§ **YOUR INSTRUCTIONS**:
Count the lines below that contain the word "concrete". Reply with the number alone.

§ **EXERCISE MATERIAL**:

-------

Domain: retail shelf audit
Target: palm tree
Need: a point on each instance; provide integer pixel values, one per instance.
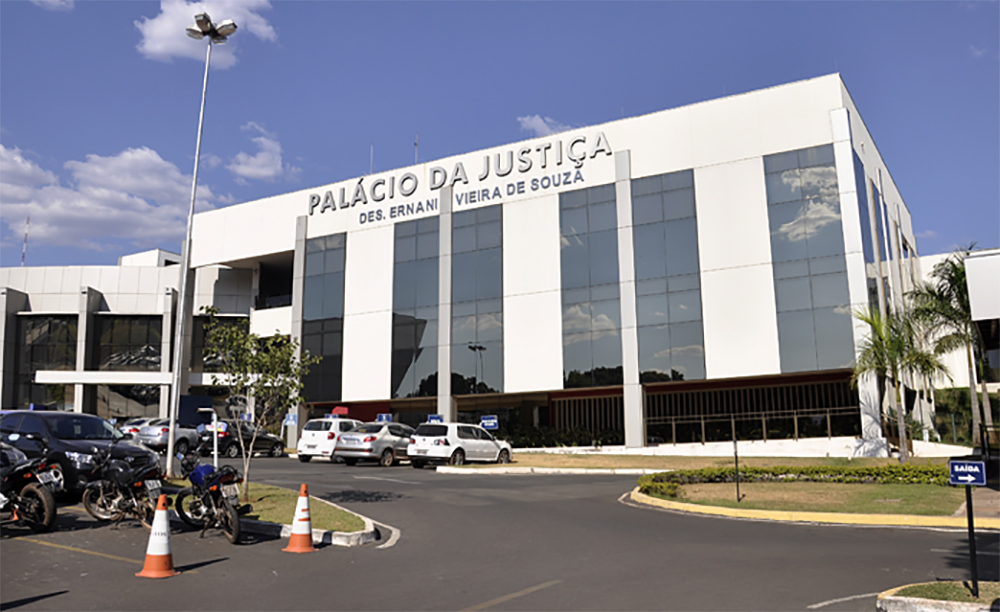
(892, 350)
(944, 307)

-------

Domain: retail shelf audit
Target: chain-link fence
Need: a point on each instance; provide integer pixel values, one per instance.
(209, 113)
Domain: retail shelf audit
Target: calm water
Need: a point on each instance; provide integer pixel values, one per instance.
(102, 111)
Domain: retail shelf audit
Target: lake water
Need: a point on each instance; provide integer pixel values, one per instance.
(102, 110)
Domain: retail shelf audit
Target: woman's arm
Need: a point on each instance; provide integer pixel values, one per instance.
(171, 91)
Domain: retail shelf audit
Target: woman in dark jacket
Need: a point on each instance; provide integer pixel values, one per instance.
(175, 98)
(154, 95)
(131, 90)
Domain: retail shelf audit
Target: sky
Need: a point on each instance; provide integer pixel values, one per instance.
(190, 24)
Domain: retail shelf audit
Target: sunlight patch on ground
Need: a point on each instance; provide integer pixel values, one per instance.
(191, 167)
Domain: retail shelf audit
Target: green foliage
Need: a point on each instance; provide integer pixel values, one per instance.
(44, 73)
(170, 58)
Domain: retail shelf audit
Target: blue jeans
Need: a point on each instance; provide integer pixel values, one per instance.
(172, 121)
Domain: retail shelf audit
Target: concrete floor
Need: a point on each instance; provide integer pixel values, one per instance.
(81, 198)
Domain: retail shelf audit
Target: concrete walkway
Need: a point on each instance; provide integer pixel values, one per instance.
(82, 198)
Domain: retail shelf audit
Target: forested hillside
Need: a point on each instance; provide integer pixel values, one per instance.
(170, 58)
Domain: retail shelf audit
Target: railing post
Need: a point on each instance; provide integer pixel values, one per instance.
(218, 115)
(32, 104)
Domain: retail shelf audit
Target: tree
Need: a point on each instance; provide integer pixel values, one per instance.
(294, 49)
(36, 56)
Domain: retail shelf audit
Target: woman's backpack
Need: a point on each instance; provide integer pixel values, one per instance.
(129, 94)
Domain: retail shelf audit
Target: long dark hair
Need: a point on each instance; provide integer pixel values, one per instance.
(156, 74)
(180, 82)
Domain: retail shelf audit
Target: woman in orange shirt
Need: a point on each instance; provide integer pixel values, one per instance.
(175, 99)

-------

§ **RESULT OF THIS EXERCISE**:
2